(Your instructions): Which lines hold the string "every"? Copy each of them from the material below.

(Supplied data):

═══

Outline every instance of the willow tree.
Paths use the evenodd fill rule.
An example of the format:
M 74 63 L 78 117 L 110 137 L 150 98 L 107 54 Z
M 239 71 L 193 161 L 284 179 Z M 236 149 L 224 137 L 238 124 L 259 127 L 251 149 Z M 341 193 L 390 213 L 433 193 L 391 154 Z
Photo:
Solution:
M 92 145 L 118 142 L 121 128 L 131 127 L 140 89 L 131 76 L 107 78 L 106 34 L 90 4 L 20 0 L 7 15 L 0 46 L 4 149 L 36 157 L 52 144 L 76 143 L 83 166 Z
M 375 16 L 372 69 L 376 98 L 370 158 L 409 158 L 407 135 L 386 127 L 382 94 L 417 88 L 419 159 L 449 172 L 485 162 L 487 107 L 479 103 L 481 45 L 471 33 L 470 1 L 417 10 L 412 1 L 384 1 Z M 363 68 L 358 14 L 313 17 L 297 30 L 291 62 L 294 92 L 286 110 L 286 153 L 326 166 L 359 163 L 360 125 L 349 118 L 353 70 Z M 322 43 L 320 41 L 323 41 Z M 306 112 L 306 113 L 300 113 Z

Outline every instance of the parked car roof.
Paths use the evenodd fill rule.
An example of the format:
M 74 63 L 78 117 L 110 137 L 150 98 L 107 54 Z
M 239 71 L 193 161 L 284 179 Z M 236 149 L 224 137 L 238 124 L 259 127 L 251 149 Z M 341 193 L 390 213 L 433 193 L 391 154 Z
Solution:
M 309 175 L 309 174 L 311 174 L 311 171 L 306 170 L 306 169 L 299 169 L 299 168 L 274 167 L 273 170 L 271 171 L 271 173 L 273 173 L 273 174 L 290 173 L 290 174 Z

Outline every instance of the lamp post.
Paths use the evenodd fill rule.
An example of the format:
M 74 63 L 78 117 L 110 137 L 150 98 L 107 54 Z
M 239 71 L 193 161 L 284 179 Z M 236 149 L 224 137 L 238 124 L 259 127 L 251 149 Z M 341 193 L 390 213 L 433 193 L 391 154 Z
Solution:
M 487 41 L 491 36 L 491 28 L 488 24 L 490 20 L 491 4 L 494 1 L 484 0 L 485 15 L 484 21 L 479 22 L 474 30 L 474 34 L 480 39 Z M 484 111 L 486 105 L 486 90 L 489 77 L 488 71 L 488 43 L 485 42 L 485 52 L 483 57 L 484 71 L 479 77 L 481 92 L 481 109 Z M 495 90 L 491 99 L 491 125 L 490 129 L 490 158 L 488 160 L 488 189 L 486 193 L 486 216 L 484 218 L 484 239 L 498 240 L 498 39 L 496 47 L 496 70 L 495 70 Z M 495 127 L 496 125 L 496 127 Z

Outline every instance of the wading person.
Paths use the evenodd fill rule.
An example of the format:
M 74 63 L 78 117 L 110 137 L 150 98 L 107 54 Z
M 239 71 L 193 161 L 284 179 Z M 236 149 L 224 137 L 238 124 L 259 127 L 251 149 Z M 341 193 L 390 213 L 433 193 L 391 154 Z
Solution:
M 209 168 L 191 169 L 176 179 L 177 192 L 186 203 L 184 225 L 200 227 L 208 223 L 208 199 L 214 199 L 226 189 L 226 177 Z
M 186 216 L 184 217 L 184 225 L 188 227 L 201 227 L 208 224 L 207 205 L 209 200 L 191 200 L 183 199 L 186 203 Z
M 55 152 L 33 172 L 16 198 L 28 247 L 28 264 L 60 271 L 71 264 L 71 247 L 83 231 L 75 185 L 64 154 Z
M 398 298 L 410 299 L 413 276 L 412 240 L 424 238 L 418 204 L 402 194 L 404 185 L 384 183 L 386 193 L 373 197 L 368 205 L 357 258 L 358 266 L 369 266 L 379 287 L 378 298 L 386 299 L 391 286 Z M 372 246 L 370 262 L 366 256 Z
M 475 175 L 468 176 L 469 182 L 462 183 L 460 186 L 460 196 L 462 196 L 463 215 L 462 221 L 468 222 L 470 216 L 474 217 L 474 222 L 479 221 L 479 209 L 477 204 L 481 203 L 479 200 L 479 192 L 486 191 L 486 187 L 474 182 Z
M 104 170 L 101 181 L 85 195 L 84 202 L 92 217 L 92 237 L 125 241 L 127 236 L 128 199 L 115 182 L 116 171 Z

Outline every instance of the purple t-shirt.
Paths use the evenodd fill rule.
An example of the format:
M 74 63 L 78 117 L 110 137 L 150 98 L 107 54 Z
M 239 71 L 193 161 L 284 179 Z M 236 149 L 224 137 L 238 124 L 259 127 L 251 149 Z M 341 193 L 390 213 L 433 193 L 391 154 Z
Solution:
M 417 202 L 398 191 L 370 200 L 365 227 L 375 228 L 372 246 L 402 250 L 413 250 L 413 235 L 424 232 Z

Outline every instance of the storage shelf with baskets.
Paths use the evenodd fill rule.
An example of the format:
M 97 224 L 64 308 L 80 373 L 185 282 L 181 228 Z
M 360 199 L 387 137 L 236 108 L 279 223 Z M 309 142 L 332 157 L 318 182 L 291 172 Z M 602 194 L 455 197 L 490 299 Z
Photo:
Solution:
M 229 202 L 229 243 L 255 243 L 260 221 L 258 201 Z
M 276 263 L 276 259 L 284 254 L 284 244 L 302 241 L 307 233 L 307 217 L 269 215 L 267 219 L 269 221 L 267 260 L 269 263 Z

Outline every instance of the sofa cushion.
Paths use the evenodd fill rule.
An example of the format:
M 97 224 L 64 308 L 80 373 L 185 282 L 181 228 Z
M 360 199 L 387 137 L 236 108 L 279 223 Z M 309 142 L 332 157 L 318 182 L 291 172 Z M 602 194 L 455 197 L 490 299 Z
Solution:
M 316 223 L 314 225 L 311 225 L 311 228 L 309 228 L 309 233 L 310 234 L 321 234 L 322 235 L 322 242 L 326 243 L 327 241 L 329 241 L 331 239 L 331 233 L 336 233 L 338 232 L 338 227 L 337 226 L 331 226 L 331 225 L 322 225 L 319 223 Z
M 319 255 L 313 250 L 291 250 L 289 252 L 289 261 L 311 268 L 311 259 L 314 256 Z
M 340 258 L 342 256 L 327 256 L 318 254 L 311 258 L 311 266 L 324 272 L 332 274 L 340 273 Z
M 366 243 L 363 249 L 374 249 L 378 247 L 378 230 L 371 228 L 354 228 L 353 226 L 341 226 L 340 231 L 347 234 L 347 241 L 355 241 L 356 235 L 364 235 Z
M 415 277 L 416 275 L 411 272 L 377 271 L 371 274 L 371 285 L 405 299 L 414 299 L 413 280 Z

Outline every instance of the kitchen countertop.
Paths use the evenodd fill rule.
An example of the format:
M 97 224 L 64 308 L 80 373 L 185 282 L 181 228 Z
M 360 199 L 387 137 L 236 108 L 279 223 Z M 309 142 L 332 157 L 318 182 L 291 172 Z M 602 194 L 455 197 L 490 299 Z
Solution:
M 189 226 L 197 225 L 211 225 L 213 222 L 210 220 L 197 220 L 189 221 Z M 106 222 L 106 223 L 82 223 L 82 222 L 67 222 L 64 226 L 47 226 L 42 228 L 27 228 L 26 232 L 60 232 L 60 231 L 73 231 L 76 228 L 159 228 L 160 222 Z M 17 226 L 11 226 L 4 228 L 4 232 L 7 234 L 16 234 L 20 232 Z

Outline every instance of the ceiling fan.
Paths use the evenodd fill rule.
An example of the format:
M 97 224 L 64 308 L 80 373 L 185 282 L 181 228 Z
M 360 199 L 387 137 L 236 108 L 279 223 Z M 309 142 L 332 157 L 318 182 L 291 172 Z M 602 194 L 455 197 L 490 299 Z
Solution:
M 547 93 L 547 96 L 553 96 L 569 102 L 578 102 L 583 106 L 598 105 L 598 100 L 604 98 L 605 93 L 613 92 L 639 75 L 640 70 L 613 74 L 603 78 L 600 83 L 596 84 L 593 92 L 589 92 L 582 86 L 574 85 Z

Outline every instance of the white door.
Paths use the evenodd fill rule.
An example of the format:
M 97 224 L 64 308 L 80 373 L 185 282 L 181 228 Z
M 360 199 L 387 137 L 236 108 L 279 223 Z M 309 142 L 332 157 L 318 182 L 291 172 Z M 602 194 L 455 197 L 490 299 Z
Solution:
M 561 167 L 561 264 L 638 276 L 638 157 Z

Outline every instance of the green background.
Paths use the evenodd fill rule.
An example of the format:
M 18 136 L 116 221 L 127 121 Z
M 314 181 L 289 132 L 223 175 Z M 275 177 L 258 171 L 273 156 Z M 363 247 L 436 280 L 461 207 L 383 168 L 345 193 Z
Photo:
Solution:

═══

(Output of the task):
Outline every instance of the willow tree.
Outline every instance of the parked car roof.
Outline every instance of the lamp post.
Outline every instance of the wading person.
Outline every instance of the purple t-shirt.
Outline every instance of the storage shelf with baskets.
Outline every instance of the sofa cushion.
Outline every instance of the kitchen countertop.
Outline every instance of the ceiling fan.
Outline every instance of the white door.
Outline every instance of the green background.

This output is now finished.